» **Excerpted data**

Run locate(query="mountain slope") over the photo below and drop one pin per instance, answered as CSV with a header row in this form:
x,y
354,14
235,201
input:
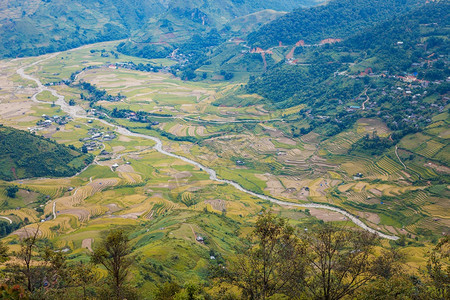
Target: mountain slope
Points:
x,y
33,27
24,155
337,19
399,67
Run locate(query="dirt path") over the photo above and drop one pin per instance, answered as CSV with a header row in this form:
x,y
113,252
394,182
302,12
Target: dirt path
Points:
x,y
6,218
367,100
396,153
78,112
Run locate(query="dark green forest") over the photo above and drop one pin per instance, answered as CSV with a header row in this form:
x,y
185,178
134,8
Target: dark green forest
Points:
x,y
413,45
25,155
338,19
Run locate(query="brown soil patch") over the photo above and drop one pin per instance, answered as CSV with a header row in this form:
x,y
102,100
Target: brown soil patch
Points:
x,y
125,168
118,148
217,204
376,192
113,207
87,244
371,217
81,214
181,175
438,168
287,141
124,139
327,216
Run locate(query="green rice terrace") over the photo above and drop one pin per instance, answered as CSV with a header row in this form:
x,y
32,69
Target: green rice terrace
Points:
x,y
167,202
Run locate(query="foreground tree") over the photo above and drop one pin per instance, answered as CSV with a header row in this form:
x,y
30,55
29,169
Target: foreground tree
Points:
x,y
114,254
84,277
339,261
28,246
438,270
271,263
4,254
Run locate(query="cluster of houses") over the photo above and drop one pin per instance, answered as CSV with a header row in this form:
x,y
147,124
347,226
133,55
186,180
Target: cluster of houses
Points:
x,y
47,121
96,137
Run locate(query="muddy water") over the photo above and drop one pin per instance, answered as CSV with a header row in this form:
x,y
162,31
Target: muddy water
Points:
x,y
78,112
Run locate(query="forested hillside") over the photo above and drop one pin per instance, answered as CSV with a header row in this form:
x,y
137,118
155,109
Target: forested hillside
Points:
x,y
399,66
24,155
337,19
33,27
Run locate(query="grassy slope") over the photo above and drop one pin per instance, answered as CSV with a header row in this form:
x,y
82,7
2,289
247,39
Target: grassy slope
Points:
x,y
25,155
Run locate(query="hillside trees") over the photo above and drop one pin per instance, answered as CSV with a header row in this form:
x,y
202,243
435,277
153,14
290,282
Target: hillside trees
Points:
x,y
272,261
326,262
339,261
337,19
114,255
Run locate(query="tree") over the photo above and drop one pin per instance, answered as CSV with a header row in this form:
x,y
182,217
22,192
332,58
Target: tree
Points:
x,y
11,191
27,247
83,276
4,256
438,269
271,263
114,254
339,261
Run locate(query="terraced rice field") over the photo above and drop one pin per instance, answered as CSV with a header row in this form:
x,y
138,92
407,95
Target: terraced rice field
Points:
x,y
429,149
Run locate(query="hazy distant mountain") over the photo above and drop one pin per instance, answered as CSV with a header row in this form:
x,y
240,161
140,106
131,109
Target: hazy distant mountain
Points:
x,y
32,27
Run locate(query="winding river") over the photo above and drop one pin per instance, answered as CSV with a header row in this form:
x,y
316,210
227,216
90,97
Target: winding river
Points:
x,y
78,112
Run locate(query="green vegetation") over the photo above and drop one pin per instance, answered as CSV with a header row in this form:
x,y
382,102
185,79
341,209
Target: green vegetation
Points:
x,y
337,19
25,155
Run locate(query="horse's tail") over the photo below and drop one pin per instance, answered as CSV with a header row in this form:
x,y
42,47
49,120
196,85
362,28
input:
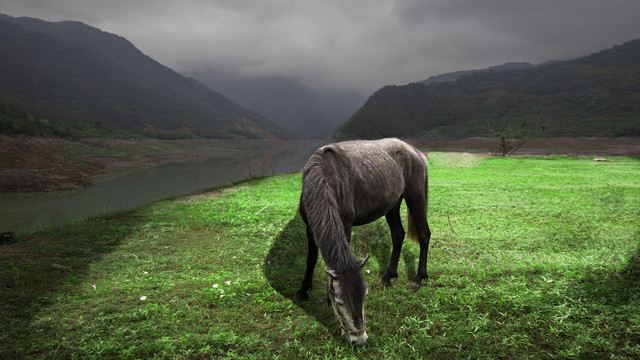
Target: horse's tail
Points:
x,y
412,232
323,186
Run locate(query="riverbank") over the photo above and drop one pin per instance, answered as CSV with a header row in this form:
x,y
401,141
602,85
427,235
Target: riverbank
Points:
x,y
29,164
520,266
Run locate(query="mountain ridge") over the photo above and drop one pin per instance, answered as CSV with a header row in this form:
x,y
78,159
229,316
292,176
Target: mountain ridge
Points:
x,y
71,71
595,95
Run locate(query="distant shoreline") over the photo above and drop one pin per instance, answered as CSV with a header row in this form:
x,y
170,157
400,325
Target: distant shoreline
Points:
x,y
31,164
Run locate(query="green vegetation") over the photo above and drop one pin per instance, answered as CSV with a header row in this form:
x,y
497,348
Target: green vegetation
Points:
x,y
77,74
598,95
14,122
530,258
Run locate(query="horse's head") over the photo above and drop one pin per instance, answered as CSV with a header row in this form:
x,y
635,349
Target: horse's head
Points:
x,y
346,293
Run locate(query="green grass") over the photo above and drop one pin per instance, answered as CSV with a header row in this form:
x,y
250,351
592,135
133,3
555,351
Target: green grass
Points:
x,y
529,258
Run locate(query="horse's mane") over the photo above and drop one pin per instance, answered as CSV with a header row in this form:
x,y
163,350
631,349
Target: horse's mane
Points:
x,y
324,191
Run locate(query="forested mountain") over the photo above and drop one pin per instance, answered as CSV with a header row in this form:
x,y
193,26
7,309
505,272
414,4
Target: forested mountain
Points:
x,y
69,71
305,112
597,95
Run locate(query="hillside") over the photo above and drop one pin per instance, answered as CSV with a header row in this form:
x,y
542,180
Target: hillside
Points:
x,y
290,104
72,72
597,95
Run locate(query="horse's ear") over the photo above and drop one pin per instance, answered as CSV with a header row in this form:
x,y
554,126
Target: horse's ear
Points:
x,y
333,274
363,262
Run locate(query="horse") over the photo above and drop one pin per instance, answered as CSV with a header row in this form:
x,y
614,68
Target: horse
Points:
x,y
353,183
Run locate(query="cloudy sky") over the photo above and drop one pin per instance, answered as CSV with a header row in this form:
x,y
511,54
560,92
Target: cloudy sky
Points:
x,y
359,44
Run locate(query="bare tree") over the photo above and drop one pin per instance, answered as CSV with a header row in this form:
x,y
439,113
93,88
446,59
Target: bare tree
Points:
x,y
513,135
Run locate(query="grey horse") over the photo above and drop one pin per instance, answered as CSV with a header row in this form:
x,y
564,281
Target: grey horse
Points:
x,y
354,183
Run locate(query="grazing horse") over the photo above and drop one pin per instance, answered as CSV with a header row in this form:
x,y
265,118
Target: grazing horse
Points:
x,y
354,183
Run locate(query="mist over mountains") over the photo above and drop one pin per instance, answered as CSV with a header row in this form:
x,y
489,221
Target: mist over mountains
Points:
x,y
73,72
306,113
596,95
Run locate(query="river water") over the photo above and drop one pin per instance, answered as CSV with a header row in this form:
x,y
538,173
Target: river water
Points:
x,y
33,211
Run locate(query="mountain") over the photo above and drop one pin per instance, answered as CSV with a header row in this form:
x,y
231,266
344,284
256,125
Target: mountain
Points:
x,y
73,72
454,76
596,95
288,103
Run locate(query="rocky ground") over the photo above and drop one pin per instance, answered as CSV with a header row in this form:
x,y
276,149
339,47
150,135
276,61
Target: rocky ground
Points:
x,y
30,164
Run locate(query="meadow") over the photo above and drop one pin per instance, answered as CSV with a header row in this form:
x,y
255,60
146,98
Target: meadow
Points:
x,y
534,257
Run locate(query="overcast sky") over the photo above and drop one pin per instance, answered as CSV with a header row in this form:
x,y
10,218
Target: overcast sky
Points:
x,y
359,44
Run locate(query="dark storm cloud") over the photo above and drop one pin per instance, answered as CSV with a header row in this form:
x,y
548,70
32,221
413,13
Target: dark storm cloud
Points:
x,y
363,44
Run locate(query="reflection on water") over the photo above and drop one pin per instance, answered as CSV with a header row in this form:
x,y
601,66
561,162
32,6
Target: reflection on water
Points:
x,y
31,211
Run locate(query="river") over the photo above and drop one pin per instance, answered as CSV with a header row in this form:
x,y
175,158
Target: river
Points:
x,y
25,212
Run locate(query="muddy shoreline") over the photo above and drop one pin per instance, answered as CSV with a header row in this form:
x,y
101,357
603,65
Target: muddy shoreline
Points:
x,y
30,164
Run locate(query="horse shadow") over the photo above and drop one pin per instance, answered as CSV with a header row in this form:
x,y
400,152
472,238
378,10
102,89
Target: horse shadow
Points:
x,y
284,268
285,265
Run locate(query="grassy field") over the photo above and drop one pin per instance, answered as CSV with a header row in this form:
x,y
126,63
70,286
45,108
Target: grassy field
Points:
x,y
529,258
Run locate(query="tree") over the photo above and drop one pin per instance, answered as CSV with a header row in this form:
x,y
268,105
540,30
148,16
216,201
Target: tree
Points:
x,y
513,135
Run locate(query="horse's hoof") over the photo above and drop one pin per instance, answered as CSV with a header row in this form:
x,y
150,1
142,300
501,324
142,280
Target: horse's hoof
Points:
x,y
300,297
414,286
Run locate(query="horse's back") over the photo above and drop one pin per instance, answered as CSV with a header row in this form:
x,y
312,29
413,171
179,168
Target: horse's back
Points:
x,y
378,174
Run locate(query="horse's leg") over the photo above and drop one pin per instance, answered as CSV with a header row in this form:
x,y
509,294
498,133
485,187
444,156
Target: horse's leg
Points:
x,y
312,258
419,215
397,237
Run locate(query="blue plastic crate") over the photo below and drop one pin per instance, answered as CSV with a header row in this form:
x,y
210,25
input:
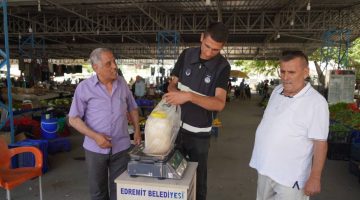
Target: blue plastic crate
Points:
x,y
355,136
59,145
28,159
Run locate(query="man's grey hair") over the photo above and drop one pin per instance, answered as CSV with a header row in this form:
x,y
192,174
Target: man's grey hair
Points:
x,y
95,56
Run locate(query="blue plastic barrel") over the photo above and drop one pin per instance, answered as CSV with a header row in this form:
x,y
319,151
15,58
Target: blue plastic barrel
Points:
x,y
49,128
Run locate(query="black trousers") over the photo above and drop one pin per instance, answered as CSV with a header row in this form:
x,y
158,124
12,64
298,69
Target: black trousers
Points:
x,y
103,169
196,148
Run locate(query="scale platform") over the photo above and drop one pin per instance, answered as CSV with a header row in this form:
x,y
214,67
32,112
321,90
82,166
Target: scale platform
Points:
x,y
171,165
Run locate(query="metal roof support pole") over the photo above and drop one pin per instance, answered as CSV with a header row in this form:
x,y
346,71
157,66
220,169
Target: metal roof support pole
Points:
x,y
167,43
6,61
336,43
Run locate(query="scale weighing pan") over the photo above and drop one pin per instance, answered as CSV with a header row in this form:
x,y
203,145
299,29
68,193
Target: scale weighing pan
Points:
x,y
171,165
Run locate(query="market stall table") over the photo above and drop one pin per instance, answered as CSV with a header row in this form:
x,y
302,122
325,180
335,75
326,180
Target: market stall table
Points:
x,y
145,188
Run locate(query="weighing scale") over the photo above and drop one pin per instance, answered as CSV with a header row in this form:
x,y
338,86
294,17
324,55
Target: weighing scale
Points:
x,y
171,165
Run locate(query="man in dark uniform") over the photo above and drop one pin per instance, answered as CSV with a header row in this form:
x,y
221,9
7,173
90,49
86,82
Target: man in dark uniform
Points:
x,y
199,85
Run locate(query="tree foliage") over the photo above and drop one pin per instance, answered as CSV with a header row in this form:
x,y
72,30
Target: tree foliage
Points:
x,y
266,67
321,55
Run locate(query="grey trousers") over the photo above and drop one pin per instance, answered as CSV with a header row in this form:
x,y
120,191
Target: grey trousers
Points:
x,y
268,189
102,171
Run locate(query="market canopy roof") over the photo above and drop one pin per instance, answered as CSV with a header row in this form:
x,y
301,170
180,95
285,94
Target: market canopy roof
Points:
x,y
259,29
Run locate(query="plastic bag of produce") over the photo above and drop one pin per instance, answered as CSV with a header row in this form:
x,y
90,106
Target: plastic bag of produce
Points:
x,y
161,128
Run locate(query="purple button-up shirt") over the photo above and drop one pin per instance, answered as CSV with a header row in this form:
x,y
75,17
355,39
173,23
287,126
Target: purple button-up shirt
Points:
x,y
104,113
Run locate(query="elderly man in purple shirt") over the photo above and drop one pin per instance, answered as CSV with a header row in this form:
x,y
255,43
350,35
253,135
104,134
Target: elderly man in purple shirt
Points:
x,y
99,111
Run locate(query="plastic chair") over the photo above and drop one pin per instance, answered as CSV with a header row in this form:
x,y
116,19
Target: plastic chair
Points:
x,y
10,178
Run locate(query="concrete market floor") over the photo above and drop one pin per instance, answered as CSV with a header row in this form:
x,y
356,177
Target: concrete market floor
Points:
x,y
229,176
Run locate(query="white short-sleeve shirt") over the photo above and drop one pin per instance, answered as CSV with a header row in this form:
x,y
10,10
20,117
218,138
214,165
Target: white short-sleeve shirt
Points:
x,y
283,148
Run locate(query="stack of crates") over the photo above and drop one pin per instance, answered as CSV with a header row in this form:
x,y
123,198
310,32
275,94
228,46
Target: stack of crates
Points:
x,y
28,159
58,145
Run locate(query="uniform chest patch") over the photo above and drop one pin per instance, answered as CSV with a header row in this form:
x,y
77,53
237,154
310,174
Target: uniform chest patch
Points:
x,y
207,79
188,72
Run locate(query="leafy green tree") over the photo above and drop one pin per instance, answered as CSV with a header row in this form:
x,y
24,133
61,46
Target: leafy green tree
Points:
x,y
266,67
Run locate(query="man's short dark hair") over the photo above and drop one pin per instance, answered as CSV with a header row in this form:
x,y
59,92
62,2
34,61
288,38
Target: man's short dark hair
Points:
x,y
217,31
289,55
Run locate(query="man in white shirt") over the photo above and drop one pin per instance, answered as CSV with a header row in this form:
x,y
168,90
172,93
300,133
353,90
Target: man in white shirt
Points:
x,y
290,144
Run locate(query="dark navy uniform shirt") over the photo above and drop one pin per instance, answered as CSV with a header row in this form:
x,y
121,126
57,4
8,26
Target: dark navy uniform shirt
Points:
x,y
202,77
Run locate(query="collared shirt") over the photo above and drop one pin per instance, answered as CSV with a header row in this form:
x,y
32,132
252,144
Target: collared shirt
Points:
x,y
103,112
283,148
140,89
201,77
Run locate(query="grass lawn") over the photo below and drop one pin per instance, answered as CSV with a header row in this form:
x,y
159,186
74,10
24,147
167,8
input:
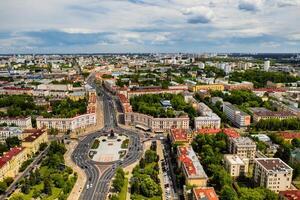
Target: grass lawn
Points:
x,y
55,193
123,193
95,144
125,144
140,197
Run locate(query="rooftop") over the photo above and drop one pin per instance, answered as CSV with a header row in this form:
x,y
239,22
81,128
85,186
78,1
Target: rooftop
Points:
x,y
290,194
273,164
35,133
191,163
205,193
288,135
179,134
234,159
243,141
7,156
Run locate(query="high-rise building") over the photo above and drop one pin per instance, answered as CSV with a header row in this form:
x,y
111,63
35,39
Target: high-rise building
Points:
x,y
267,65
272,173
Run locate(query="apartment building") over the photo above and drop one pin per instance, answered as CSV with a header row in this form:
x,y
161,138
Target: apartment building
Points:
x,y
289,195
209,121
235,165
244,147
125,104
23,122
212,87
180,136
11,161
33,141
156,124
239,86
267,114
272,173
204,193
236,116
16,91
6,132
191,166
143,91
67,124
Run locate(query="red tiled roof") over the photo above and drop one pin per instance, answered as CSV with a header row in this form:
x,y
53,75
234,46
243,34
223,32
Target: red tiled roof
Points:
x,y
179,134
15,88
35,134
228,131
288,135
207,193
290,194
122,98
270,89
7,156
187,161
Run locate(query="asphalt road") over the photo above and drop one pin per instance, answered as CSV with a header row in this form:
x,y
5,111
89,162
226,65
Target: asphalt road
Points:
x,y
97,185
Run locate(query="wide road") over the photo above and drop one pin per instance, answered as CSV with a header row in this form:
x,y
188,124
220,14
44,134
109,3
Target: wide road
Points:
x,y
97,185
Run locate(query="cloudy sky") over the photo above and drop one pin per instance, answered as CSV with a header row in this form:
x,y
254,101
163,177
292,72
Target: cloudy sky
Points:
x,y
96,26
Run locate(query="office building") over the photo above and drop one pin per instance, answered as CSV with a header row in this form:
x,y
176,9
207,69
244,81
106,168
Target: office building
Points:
x,y
272,173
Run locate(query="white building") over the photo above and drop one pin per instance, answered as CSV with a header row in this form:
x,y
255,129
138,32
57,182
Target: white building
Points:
x,y
236,116
267,65
235,165
272,173
6,132
244,147
208,121
23,122
65,124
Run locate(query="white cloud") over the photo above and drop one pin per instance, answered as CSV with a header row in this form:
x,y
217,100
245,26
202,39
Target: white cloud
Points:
x,y
250,5
199,15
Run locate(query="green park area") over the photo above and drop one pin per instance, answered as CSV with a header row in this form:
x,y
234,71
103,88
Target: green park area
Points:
x,y
150,104
52,180
260,78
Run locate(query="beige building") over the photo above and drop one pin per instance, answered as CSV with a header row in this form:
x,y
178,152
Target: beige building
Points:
x,y
235,165
236,116
197,88
272,173
11,161
23,122
156,124
34,139
244,147
191,166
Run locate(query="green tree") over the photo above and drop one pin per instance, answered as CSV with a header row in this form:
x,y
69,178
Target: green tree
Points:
x,y
3,187
47,186
228,193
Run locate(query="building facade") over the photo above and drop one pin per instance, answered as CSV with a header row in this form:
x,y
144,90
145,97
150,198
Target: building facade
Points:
x,y
244,147
156,124
236,116
11,161
191,166
235,165
272,173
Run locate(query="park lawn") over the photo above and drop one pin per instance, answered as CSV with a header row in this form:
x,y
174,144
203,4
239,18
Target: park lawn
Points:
x,y
123,193
125,144
95,144
140,197
55,193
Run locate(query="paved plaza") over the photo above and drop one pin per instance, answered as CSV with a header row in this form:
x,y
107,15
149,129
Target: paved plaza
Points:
x,y
109,148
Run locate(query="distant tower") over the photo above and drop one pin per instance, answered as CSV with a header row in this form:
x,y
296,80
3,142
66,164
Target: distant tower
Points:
x,y
267,65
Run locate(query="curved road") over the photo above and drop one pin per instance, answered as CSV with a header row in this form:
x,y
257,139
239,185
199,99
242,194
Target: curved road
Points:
x,y
99,175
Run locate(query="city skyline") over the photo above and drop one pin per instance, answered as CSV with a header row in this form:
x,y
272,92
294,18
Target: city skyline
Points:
x,y
121,26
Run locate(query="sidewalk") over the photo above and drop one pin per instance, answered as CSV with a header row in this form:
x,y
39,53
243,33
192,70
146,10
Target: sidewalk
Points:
x,y
99,122
130,168
81,177
160,175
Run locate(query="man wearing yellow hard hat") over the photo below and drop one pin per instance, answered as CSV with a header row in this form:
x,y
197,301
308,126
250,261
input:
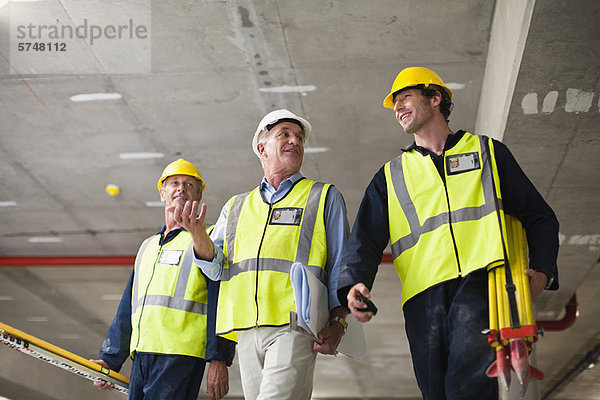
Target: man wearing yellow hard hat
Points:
x,y
258,237
438,205
166,317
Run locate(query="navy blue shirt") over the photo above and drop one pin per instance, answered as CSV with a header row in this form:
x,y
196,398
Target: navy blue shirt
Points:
x,y
115,348
370,234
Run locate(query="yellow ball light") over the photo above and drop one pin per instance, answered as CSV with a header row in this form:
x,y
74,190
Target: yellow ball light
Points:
x,y
112,190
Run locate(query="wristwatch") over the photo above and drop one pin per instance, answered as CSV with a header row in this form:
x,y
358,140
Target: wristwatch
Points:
x,y
342,322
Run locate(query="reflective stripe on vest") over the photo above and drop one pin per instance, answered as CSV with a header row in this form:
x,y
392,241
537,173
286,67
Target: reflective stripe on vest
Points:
x,y
257,273
307,230
432,223
169,297
443,230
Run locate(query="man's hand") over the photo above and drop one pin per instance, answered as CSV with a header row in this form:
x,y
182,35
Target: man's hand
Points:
x,y
103,385
187,217
537,282
356,305
217,381
332,334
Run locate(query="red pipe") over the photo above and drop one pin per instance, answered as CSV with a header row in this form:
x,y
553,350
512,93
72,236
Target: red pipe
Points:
x,y
565,322
70,261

» **What to work on**
From the entries, copy every line in which the word "dirt" occurs.

» **Final answer**
Run locate(query="dirt path") over the photo above and drop one pin per instance, answered as CSV with a header row in this form:
Target: dirt path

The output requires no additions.